-- TASK ITEM --
Swap "rough" for "coarse" in the stretch from the start of the material through the line containing "box: [320, 242, 347, 265]", and leave everything else unchanged. Give back only that stretch, without the pictures.

-- INFORMATION SUPPLIED --

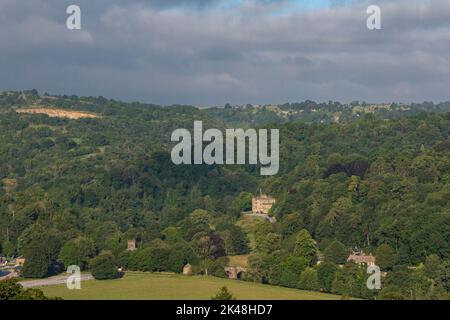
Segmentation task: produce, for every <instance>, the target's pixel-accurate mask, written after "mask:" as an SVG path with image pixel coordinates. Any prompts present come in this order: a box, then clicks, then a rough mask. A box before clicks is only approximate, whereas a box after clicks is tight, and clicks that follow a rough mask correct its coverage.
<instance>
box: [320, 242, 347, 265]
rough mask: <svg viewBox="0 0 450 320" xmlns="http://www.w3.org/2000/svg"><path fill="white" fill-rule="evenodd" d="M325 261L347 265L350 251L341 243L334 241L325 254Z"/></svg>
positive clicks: (330, 244)
mask: <svg viewBox="0 0 450 320" xmlns="http://www.w3.org/2000/svg"><path fill="white" fill-rule="evenodd" d="M323 253H324V256H325V261H327V262H331V263H334V264H345V262H347V258H348V254H349V250H348V249H347V248H346V247H345V245H344V244H342V243H341V242H339V241H337V240H334V241H333V242H331V243H330V245H329V246H328V247H327V248H326V249H325V251H324V252H323Z"/></svg>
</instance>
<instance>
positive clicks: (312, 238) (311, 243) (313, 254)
mask: <svg viewBox="0 0 450 320" xmlns="http://www.w3.org/2000/svg"><path fill="white" fill-rule="evenodd" d="M294 254H295V255H296V256H299V257H303V258H305V259H306V260H307V261H308V263H309V265H313V263H314V262H315V261H316V259H317V244H316V241H314V239H313V238H312V237H311V235H310V234H309V232H308V230H306V229H303V230H301V231H300V232H298V233H297V235H296V236H295V246H294Z"/></svg>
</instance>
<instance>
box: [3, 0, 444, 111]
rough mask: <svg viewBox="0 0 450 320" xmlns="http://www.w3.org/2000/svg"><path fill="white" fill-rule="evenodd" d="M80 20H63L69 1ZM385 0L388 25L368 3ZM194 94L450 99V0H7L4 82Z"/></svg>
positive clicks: (154, 93)
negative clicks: (366, 12) (73, 6)
mask: <svg viewBox="0 0 450 320" xmlns="http://www.w3.org/2000/svg"><path fill="white" fill-rule="evenodd" d="M71 4H77V5H79V6H80V8H81V14H82V15H81V19H82V28H81V30H68V29H67V28H66V19H67V17H68V15H67V14H66V8H67V6H69V5H71ZM372 4H376V5H378V6H379V7H380V8H381V14H382V15H381V21H382V29H381V30H368V29H367V27H366V19H367V18H368V14H367V13H366V9H367V7H368V6H369V5H372ZM32 88H35V89H38V90H39V91H40V92H41V93H43V92H48V93H51V94H77V95H82V96H104V97H107V98H113V99H119V100H124V101H141V102H149V103H157V104H162V105H170V104H192V105H197V106H213V105H223V104H225V103H232V104H246V103H253V104H268V103H285V102H294V101H303V100H306V99H311V100H316V101H329V100H334V101H341V102H349V101H353V100H360V101H367V102H373V103H382V102H412V101H415V102H422V101H435V102H439V101H447V100H450V90H449V89H448V88H450V1H448V0H370V1H366V0H359V1H356V0H354V1H352V0H347V1H346V0H317V1H315V0H277V1H275V0H127V1H125V0H123V1H121V0H95V1H92V0H71V1H66V0H33V1H29V0H0V90H1V91H3V90H24V89H32Z"/></svg>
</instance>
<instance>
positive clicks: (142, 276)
mask: <svg viewBox="0 0 450 320" xmlns="http://www.w3.org/2000/svg"><path fill="white" fill-rule="evenodd" d="M222 286H227V287H228V289H229V290H230V291H231V292H232V293H233V295H234V296H235V297H236V298H237V299H240V300H245V299H248V300H271V299H272V300H282V299H286V300H337V299H340V297H339V296H335V295H331V294H324V293H319V292H309V291H301V290H296V289H288V288H282V287H275V286H270V285H263V284H258V283H251V282H242V281H237V280H227V279H220V278H213V277H197V276H192V277H189V276H182V275H172V274H170V275H169V274H151V273H128V274H126V275H125V277H123V278H122V279H117V280H106V281H98V280H93V281H86V282H82V286H81V290H68V289H67V288H66V286H65V285H57V286H48V287H43V288H41V289H42V290H43V291H44V293H45V294H46V295H47V296H49V297H55V296H56V297H61V298H63V299H66V300H176V299H180V300H210V299H211V297H212V296H213V295H215V294H216V293H217V292H218V291H219V289H220V288H221V287H222Z"/></svg>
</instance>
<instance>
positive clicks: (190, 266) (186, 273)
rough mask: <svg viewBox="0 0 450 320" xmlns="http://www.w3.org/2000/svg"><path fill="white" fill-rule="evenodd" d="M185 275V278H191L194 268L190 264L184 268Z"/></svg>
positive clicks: (185, 265)
mask: <svg viewBox="0 0 450 320" xmlns="http://www.w3.org/2000/svg"><path fill="white" fill-rule="evenodd" d="M183 274H184V275H185V276H191V275H192V266H191V265H190V264H189V263H188V264H186V265H185V266H184V267H183Z"/></svg>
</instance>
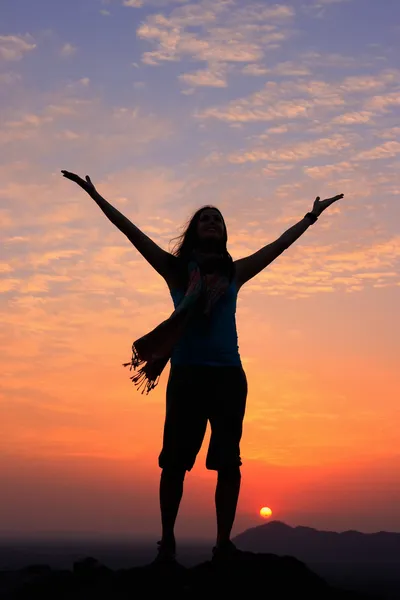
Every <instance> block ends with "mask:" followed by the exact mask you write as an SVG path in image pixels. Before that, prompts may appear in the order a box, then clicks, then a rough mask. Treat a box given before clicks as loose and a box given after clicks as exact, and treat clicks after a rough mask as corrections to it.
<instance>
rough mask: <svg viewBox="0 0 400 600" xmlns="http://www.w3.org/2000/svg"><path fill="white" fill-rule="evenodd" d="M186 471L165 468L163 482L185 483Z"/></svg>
mask: <svg viewBox="0 0 400 600" xmlns="http://www.w3.org/2000/svg"><path fill="white" fill-rule="evenodd" d="M185 475H186V469H185V468H183V467H164V468H163V469H162V471H161V479H162V480H163V481H165V480H168V481H183V480H184V479H185Z"/></svg>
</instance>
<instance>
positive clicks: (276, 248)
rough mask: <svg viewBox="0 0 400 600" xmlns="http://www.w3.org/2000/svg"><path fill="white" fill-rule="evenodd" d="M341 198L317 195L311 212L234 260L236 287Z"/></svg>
mask: <svg viewBox="0 0 400 600" xmlns="http://www.w3.org/2000/svg"><path fill="white" fill-rule="evenodd" d="M341 198H343V194H339V195H338V196H334V197H333V198H327V199H326V200H320V198H319V196H317V198H316V199H315V202H314V205H313V208H312V210H311V212H309V213H307V214H306V215H304V217H303V218H302V219H301V221H299V222H298V223H296V224H295V225H293V226H292V227H290V228H289V229H287V230H286V231H285V232H284V233H283V234H282V235H281V236H280V237H279V238H278V239H277V240H275V241H274V242H272V243H271V244H267V245H266V246H264V247H263V248H261V249H260V250H257V252H254V254H251V255H250V256H247V257H246V258H241V259H239V260H236V261H235V267H236V283H237V286H238V288H240V287H241V286H242V285H243V284H244V283H246V282H247V281H249V279H251V278H252V277H255V276H256V275H258V273H260V272H261V271H262V270H263V269H265V267H267V266H268V265H269V264H270V263H271V262H272V261H273V260H275V258H277V257H278V256H279V255H280V254H282V252H284V250H286V249H287V248H289V246H291V245H292V244H293V242H295V241H296V240H297V239H298V238H299V237H300V236H301V235H302V234H303V233H304V232H305V231H306V230H307V229H308V228H309V226H310V225H311V224H312V223H315V221H316V220H317V218H318V217H319V215H320V214H321V213H322V212H323V211H324V210H325V209H326V208H328V206H330V205H331V204H333V203H334V202H336V201H337V200H340V199H341Z"/></svg>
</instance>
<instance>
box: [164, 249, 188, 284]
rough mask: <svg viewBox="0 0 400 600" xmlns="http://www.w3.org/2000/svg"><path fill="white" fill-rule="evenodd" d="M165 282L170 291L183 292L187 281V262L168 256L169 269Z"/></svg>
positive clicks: (179, 257) (173, 256)
mask: <svg viewBox="0 0 400 600" xmlns="http://www.w3.org/2000/svg"><path fill="white" fill-rule="evenodd" d="M165 279H166V282H167V285H168V287H169V289H170V291H178V290H181V289H183V290H185V288H186V280H187V262H186V261H184V260H183V259H182V258H180V257H178V256H175V255H173V254H170V267H169V269H168V275H167V276H166V278H165Z"/></svg>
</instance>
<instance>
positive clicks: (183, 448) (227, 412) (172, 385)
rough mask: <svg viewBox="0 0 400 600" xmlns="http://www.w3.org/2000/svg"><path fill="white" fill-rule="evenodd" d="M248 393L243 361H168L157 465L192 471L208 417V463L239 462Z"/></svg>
mask: <svg viewBox="0 0 400 600" xmlns="http://www.w3.org/2000/svg"><path fill="white" fill-rule="evenodd" d="M246 399H247V378H246V374H245V372H244V370H243V367H241V366H221V367H214V366H209V365H174V366H171V370H170V374H169V379H168V384H167V394H166V416H165V424H164V436H163V447H162V450H161V453H160V456H159V459H158V464H159V466H160V467H161V468H162V469H164V468H166V467H169V468H178V469H184V470H186V471H190V470H191V469H192V467H193V465H194V463H195V460H196V456H197V454H198V452H199V450H200V448H201V446H202V443H203V440H204V435H205V433H206V428H207V422H208V421H210V425H211V439H210V444H209V448H208V453H207V460H206V468H207V469H210V470H214V471H219V470H220V469H223V468H225V467H228V468H229V467H236V466H240V465H241V464H242V461H241V458H240V439H241V437H242V425H243V418H244V413H245V408H246Z"/></svg>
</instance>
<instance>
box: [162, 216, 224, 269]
mask: <svg viewBox="0 0 400 600" xmlns="http://www.w3.org/2000/svg"><path fill="white" fill-rule="evenodd" d="M207 209H213V210H216V211H217V212H218V213H219V214H220V216H221V219H222V223H223V225H224V233H223V237H222V240H221V254H222V255H223V259H224V262H225V264H226V268H227V271H228V272H229V275H230V279H232V277H233V274H234V266H233V260H232V257H231V255H230V254H229V252H228V250H227V242H228V232H227V229H226V223H225V219H224V217H223V216H222V213H221V211H220V210H219V209H218V208H217V207H216V206H213V205H212V204H206V205H204V206H202V207H201V208H199V209H198V210H196V212H194V213H193V215H192V216H191V217H190V219H189V220H188V221H187V222H186V223H185V225H184V226H183V232H182V233H181V234H180V235H178V236H177V237H174V238H172V240H170V241H171V242H173V241H174V240H177V241H176V243H175V245H174V247H173V249H172V251H171V254H173V255H174V256H176V257H177V258H179V259H181V261H182V265H187V262H188V261H189V259H190V256H191V254H192V252H193V250H194V249H195V248H196V246H197V243H198V237H197V224H198V222H199V220H200V216H201V214H202V212H203V211H204V210H207Z"/></svg>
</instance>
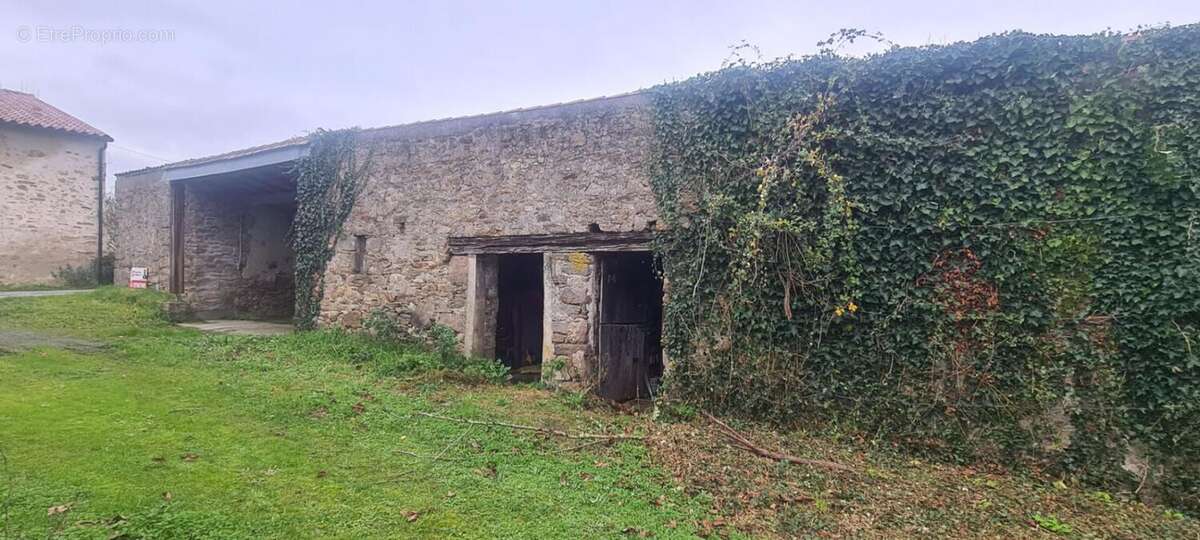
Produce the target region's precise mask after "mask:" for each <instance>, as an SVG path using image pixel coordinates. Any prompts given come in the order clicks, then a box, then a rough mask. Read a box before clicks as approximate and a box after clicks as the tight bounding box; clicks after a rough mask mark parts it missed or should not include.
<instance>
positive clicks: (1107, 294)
mask: <svg viewBox="0 0 1200 540" xmlns="http://www.w3.org/2000/svg"><path fill="white" fill-rule="evenodd" d="M841 37H842V40H841V41H852V40H853V38H854V37H864V35H863V34H862V32H858V34H854V32H844V34H842V35H841ZM866 37H871V36H866ZM836 41H839V40H832V41H830V42H827V43H833V42H836ZM653 100H654V110H655V113H654V115H655V130H656V142H658V143H656V144H658V148H656V151H655V158H654V162H653V169H654V172H653V187H654V191H655V196H656V198H658V204H659V209H660V212H661V215H662V220H664V222H665V223H666V224H667V226H668V227H667V229H666V232H665V233H664V234H662V235H660V238H659V239H658V240H656V248H658V251H659V254H660V257H661V259H662V265H664V274H665V277H666V280H667V282H668V283H670V293H668V301H667V306H666V312H665V318H666V331H665V337H664V340H665V346H666V348H667V350H668V355H670V356H671V358H672V359H674V366H673V368H672V372H671V380H670V382H668V384H670V388H671V391H672V392H673V394H674V395H676V396H677V397H679V398H684V400H689V401H694V402H697V403H701V404H703V406H704V407H709V408H715V409H721V410H725V412H728V413H736V414H746V415H754V416H758V418H768V419H774V420H776V421H780V422H793V421H802V420H839V421H851V422H854V424H857V425H860V426H862V427H863V428H864V430H868V431H869V432H874V433H880V434H883V436H886V437H889V438H892V439H894V440H899V442H902V443H905V444H907V445H908V446H910V448H918V449H926V450H929V451H932V452H937V454H941V455H948V456H958V457H960V458H965V460H979V458H983V460H997V461H1001V460H1002V461H1013V460H1020V461H1026V462H1040V463H1043V464H1052V466H1055V467H1060V468H1061V470H1063V472H1064V473H1067V474H1073V475H1076V476H1078V478H1081V479H1086V480H1091V481H1096V482H1106V484H1126V485H1130V484H1132V485H1136V484H1138V482H1140V481H1141V480H1142V479H1136V478H1132V475H1129V474H1128V473H1126V472H1123V470H1122V468H1121V462H1122V460H1123V457H1124V456H1126V454H1127V450H1128V448H1129V445H1132V444H1133V445H1136V446H1138V448H1139V449H1140V450H1141V451H1142V452H1146V454H1148V455H1150V456H1151V457H1152V460H1153V462H1154V463H1157V464H1158V466H1159V467H1163V468H1164V472H1165V474H1163V475H1162V476H1160V478H1162V480H1160V481H1159V480H1156V479H1151V481H1154V482H1158V484H1160V487H1162V488H1163V491H1165V492H1166V494H1168V497H1169V498H1170V502H1171V503H1172V504H1177V505H1180V506H1183V508H1190V509H1200V466H1198V463H1200V430H1198V428H1200V355H1198V348H1200V240H1198V238H1196V236H1198V234H1200V230H1198V226H1200V26H1196V25H1190V26H1181V28H1166V29H1154V30H1144V31H1138V32H1133V34H1111V32H1110V34H1100V35H1094V36H1039V35H1030V34H1006V35H998V36H991V37H986V38H983V40H979V41H976V42H972V43H958V44H952V46H944V47H923V48H893V49H892V50H889V52H887V53H884V54H880V55H874V56H869V58H864V59H856V58H845V56H839V55H838V54H835V53H833V52H829V50H826V52H822V53H821V54H818V55H814V56H808V58H804V59H799V60H786V61H775V62H769V64H756V62H746V61H737V62H733V64H732V65H730V66H727V67H725V68H722V70H720V71H718V72H713V73H708V74H704V76H700V77H696V78H692V79H689V80H685V82H682V83H676V84H668V85H664V86H659V88H656V89H655V90H654V91H653ZM1056 422H1062V424H1063V425H1064V426H1066V427H1069V428H1067V430H1062V428H1061V427H1062V426H1056ZM1062 434H1067V436H1069V439H1068V440H1060V439H1058V438H1060V437H1058V436H1062Z"/></svg>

-- COMPLETED TASK --
Segmentation task: produce, for every <instance>, the target's pixel-accurate mask, written after "mask:" as an SVG path with image pixel coordinates. Any prompts present come in this order: a box, then clicks, then a coarse mask. A box before clicks is only approximate, whereas a box after clicks is tight, and clicks that follow a coarse mask correct its coverage.
<instance>
box: [320, 242, 347, 265]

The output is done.